[WHAT TO DO]
**1)** Rewrite the passage on social networking in employment screening, covering everything from "Social networks have" down to "managers and employers.", and replace "hiring managers" with "recruiters".
**2)** Name every social networking site mentioned in the passage on social networking in employment screening.

[QUOTED PASSAGE]
• • • • • • •
Social networks have revolutionized the way we communicate with each other; networking systems have replaced face to face communications and the way we relate to the world at large. This trend is having an impact on all spheres of life including employment screening. More and more employers are relying on social network sites to gather information on their applicants and employees. Social networking sites such as Facebook, MySpace, LinkedIn, and Twitter contain a host of personal information which is now being tapped by hiring managers and employers.
However the use of social networking for background screening may not always be a good idea. The question to be asked is does use of social networking to find out background information in compliance with existing FCRA (Fair Credit Reporting Act) and EEOC regulation that exist in the country. Employers must realize that these guidelines are also applicable while using this means of screening. Issues of data privacy, authenticity and discrimination are just some that employers can face in using social networks for background checks and with this can come a host of legal issues. In accessing an applicant’s social network, the hiring manager receives a lot of personal information hiring decision should not be influenced especially by factors such as an applicant’s race, sexual orientation, marital status, class, gender which can lead to legal implications.
The laws that may have an impact of workplace use of social media include the following:
The Stored Communications Act (SCA).
The Fair Credit Reporting Act (FCRA).
The Genetic Information Nondiscrimination Act (GINA).
• • • • • • •
[DATA LISTING]
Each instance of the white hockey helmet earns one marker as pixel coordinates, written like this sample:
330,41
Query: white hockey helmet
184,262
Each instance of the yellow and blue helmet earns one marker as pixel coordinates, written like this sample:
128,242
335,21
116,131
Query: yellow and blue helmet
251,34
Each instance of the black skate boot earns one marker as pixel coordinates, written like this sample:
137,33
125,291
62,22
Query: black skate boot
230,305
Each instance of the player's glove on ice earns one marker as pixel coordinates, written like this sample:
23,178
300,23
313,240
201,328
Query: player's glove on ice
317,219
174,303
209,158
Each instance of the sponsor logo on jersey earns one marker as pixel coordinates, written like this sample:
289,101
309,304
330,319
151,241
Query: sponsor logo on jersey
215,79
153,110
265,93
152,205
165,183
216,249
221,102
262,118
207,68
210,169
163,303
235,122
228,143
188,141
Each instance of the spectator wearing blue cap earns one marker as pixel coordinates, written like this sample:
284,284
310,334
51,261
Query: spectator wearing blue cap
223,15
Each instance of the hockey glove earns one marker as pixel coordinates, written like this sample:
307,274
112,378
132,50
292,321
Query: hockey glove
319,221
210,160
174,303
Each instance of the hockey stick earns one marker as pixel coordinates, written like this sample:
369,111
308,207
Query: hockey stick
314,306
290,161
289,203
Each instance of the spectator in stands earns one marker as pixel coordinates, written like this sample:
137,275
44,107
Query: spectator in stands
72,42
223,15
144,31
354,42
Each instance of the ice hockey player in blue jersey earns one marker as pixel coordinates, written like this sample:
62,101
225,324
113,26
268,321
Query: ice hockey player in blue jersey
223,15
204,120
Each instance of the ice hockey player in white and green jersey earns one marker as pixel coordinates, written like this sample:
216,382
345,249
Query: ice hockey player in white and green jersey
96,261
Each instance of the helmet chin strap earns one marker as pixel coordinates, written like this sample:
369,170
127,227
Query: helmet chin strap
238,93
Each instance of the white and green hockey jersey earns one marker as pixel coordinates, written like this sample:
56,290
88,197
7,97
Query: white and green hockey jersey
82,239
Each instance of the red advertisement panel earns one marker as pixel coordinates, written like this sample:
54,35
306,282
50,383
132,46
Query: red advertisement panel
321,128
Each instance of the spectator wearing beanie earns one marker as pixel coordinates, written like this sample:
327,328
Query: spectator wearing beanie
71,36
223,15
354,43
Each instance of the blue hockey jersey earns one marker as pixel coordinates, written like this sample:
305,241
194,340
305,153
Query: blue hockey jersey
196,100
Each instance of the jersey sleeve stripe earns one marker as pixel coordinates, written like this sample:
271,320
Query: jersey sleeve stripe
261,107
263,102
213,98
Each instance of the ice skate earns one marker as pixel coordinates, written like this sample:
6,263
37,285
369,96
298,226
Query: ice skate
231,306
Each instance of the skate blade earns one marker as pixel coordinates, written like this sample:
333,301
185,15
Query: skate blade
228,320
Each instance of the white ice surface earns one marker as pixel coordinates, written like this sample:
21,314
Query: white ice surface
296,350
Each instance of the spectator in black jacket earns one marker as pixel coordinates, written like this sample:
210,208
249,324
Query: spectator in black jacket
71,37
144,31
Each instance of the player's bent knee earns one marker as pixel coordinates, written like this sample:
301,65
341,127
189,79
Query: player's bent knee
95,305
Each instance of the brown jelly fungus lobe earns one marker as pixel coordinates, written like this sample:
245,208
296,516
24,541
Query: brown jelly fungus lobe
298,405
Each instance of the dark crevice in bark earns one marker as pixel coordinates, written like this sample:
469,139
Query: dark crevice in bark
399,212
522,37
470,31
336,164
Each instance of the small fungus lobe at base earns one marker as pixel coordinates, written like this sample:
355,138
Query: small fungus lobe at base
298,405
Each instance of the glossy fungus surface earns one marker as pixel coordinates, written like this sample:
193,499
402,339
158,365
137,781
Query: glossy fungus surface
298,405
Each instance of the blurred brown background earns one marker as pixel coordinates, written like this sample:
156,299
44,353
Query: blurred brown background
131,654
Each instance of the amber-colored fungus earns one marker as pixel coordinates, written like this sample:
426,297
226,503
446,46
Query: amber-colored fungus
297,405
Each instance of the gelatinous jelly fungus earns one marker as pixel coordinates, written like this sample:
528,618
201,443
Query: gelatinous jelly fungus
• • • • • • •
[YOUR WRITTEN ANSWERS]
**1)**
Social networks have revolutionized the way we communicate with each other; networking systems have replaced face to face communications and the way we relate to the world at large. This trend is having an impact on all spheres of life including employment screening. More and more employers are relying on social network sites to gather information on their applicants and employees. Social networking sites such as Facebook, MySpace, LinkedIn, and Twitter contain a host of personal information which is now being tapped by recruiters and employers.

**2)** Facebook, MySpace, LinkedIn, Twitter